Restate all of the data below word for word.

[EXTRACTED MATERIAL Boundary: Start]

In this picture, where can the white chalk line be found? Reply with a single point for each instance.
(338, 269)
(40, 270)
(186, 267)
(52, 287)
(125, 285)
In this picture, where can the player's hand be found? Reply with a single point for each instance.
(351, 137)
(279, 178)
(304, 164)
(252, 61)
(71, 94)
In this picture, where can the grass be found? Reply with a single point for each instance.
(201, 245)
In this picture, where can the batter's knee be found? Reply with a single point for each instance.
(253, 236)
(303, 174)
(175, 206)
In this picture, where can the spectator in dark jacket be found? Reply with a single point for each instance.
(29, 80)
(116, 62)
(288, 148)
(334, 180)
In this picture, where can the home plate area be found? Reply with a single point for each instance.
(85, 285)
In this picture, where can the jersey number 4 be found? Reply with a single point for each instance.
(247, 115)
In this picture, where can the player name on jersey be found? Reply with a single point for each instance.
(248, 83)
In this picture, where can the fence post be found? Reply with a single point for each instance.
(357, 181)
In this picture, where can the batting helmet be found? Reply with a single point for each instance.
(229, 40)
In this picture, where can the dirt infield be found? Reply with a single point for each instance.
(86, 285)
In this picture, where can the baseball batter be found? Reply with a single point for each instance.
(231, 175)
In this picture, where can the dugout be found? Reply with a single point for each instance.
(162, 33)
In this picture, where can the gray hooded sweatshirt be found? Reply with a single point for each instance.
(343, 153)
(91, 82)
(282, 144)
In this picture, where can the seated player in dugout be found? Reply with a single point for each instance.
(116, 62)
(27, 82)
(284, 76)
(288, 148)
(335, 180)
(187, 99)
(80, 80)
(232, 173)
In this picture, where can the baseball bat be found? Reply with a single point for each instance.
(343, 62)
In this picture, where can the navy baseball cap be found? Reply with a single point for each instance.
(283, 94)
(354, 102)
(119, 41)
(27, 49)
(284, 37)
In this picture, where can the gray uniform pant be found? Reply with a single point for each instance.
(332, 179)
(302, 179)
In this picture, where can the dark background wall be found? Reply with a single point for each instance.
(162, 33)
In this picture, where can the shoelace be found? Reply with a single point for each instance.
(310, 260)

[EXTRACTED MATERIAL Boundary: End]

YOUR RESPONSE:
In this picture, where can the white chalk line be found? Reply with a single point for each instance.
(338, 269)
(40, 270)
(186, 267)
(52, 287)
(125, 285)
In this picture, where can the player's hand be found? Reply with a single point for each instance.
(351, 137)
(279, 178)
(304, 164)
(252, 61)
(71, 94)
In this picture, where can the grass be found? Reply with a single point for each instance.
(201, 245)
In this picture, where can the batter's knee be found? Reply with a single point for each instance.
(253, 236)
(303, 174)
(175, 206)
In this picture, where can the spectator in dark jacket be found? Reply with a single point for each instance.
(29, 80)
(116, 62)
(288, 148)
(334, 180)
In this picture, where can the home plate area be found? Reply with a single point for each instance.
(85, 285)
In this picture, where can the jersey number 4 be found? Reply with a single point for each instance.
(247, 115)
In this picture, where can the player name on jersey be found? Reply with a single point for each instance.
(248, 83)
In this picture, where can the fence post be found? Reply with a single point for each instance.
(357, 181)
In this picture, where can the batting helmet be found? Reply with a single point for each instance.
(229, 40)
In this picture, where can the dirt infield be found? Reply with a single point for each instance.
(86, 285)
In this picture, where can the baseball batter be found? Reply with a single point for each instance.
(231, 175)
In this picture, where can the dugout be found? Reply with a single point for each instance.
(162, 33)
In this picture, where can the gray hooded sweatshirt be found? Reply with a single point for each instance.
(343, 153)
(91, 82)
(282, 144)
In this picture, where can the seated player in dugout be found? Reply with a single point for each instance.
(116, 62)
(27, 82)
(284, 76)
(288, 148)
(335, 180)
(187, 99)
(80, 80)
(232, 173)
In this picture, where can the baseball bat be found? Reply with a single point for each instance.
(343, 62)
In this picture, where can the navy baseball cap be found? Reply with a single point for each instance.
(283, 94)
(354, 102)
(119, 41)
(27, 49)
(284, 37)
In this picture, where can the gray uniform pant be found? Reply with a single point for each instance.
(332, 179)
(302, 179)
In this picture, where can the dark background wall be found? Reply with a single point for each instance.
(162, 33)
In this picture, where can the shoelace be found? Reply with a single point for each instance.
(310, 260)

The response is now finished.